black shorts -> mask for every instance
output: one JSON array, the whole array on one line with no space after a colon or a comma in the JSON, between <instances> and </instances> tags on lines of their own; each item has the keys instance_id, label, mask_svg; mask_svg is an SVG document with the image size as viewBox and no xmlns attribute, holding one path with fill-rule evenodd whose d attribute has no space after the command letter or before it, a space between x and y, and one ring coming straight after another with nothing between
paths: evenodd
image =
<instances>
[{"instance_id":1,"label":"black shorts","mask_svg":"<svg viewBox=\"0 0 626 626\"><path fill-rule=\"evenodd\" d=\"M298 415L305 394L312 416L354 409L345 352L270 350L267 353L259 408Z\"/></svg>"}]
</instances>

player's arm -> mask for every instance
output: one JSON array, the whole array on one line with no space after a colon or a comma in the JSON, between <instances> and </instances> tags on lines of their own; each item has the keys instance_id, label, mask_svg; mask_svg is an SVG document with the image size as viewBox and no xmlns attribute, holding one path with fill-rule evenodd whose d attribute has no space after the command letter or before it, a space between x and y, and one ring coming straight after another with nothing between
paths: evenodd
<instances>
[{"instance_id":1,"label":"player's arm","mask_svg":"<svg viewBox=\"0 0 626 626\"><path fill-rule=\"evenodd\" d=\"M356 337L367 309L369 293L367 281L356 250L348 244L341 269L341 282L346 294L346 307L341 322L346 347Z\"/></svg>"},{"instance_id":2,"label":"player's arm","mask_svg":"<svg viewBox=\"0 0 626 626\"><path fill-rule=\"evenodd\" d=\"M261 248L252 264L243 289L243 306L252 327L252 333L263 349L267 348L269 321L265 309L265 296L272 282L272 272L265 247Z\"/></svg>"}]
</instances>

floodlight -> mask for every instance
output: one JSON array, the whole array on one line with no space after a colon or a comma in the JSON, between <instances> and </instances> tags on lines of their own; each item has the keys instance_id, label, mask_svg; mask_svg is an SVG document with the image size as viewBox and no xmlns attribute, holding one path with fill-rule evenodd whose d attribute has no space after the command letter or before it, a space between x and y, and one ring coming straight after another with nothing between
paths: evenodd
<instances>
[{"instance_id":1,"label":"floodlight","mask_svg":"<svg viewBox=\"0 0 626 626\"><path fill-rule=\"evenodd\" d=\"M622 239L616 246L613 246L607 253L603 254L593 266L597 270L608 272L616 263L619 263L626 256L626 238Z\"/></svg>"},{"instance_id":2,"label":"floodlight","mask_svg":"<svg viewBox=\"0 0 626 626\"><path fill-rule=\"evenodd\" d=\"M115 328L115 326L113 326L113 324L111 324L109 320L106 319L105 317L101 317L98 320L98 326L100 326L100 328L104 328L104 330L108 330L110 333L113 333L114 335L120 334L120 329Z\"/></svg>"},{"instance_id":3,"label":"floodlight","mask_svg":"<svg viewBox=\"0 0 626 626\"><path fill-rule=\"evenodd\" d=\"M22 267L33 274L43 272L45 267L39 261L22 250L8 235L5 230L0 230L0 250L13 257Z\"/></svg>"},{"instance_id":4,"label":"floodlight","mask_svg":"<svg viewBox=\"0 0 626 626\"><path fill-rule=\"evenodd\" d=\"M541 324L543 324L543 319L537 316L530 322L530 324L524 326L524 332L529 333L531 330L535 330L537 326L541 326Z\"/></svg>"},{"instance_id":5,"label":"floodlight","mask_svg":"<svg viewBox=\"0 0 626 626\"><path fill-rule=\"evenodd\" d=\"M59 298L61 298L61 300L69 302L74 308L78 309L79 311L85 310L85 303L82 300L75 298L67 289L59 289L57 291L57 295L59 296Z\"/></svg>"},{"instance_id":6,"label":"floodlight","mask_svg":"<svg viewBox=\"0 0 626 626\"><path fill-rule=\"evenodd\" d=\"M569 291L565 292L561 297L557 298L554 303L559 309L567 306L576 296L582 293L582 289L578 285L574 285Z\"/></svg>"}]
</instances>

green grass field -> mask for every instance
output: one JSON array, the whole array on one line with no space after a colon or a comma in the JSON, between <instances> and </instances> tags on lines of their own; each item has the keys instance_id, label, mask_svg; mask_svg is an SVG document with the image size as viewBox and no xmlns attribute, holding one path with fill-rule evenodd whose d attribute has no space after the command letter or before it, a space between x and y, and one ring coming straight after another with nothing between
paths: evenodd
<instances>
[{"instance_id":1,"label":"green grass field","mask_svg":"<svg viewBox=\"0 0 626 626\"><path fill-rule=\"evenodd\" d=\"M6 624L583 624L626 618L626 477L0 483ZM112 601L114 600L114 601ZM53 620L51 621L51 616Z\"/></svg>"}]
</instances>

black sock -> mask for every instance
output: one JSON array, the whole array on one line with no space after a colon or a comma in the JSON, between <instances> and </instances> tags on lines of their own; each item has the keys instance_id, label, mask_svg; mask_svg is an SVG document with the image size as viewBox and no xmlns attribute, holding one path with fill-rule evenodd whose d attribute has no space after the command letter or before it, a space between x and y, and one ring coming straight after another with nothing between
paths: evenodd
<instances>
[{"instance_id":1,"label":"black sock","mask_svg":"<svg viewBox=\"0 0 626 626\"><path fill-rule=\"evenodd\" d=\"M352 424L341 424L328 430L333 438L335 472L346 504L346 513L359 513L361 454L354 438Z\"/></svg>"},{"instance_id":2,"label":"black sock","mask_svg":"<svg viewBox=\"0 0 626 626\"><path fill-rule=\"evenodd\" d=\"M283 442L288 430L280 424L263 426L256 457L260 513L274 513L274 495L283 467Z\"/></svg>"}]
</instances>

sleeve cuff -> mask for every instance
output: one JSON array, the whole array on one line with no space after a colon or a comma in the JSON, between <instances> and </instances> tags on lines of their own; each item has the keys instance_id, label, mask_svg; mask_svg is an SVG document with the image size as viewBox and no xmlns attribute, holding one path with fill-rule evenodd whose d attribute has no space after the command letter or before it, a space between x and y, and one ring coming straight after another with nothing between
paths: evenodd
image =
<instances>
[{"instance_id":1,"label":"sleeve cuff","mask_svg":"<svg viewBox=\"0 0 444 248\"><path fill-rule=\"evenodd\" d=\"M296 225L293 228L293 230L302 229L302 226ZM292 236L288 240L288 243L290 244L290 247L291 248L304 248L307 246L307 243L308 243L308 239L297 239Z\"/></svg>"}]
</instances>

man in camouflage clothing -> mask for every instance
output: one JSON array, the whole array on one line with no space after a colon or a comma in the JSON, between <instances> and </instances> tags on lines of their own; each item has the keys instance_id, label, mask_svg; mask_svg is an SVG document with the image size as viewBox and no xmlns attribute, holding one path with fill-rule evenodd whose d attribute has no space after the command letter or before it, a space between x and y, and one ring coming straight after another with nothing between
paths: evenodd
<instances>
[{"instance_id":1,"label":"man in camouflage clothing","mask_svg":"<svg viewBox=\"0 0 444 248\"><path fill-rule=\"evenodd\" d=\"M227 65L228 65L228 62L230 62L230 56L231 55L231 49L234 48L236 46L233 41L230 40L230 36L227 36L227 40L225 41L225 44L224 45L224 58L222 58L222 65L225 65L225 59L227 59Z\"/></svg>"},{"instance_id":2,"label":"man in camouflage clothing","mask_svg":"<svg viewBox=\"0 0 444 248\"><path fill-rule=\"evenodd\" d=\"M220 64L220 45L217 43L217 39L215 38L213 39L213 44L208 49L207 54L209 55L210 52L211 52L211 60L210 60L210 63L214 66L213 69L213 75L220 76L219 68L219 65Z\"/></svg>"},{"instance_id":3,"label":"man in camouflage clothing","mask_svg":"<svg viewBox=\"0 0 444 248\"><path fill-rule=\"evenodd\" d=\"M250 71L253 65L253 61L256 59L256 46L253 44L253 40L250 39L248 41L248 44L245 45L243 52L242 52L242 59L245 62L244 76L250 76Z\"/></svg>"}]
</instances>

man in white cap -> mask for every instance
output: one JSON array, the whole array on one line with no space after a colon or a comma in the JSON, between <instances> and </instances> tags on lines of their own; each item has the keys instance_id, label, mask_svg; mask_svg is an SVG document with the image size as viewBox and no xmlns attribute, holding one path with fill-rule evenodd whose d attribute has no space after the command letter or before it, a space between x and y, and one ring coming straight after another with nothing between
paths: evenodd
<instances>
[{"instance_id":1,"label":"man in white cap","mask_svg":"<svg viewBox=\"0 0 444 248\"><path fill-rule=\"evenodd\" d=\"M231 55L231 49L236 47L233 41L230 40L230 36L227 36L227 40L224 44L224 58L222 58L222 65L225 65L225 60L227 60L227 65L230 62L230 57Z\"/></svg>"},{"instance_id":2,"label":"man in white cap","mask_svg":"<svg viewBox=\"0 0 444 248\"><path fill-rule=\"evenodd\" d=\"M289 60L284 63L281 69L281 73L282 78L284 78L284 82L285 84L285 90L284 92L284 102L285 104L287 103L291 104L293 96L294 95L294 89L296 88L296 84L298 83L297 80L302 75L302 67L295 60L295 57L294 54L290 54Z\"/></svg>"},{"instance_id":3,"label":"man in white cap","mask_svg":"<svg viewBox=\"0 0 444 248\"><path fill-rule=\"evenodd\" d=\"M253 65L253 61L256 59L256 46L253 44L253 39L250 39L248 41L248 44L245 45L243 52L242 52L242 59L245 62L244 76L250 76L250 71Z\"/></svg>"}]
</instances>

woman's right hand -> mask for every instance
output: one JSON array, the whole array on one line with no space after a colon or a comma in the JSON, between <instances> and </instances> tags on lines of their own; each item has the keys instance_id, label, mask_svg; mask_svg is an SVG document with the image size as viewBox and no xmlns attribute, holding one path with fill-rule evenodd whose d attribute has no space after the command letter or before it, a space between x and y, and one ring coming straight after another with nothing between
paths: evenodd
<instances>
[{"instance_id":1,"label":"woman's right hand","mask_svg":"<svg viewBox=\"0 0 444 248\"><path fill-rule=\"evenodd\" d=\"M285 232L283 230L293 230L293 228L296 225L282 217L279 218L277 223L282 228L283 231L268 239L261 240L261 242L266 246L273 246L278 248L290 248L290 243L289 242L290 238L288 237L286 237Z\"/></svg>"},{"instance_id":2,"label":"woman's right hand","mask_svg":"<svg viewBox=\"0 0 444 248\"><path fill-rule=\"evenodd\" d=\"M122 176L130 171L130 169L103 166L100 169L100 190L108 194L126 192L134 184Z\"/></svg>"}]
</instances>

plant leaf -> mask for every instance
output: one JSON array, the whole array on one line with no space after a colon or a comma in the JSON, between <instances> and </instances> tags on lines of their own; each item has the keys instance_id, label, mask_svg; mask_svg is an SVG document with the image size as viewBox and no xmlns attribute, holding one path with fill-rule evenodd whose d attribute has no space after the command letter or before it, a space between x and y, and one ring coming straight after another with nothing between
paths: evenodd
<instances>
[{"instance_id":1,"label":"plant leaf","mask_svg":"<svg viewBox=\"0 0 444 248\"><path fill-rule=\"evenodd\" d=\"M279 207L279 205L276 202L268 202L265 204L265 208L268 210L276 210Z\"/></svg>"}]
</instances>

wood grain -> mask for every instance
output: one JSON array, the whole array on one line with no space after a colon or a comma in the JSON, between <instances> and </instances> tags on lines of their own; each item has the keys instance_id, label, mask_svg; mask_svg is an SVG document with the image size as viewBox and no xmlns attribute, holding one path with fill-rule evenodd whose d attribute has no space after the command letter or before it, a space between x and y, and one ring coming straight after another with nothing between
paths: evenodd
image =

Exercise instructions = Quote exactly the line containing "wood grain -> mask for every instance" and every later line through the end of the listing, and no other lines.

The output =
wood grain -> mask for every instance
output: one JSON array, the whole array on one line with no space after a colon or a comma in the JSON, between <instances> and </instances> tags on lines of their own; each item has the keys instance_id, label, mask_svg; mask_svg is an SVG document with the image size as viewBox and no xmlns attribute, holding one path with fill-rule evenodd whose d attribute has no space after the command letter or before it, a space between x and y, and one ring coming straight after another with nothing between
paths: evenodd
image =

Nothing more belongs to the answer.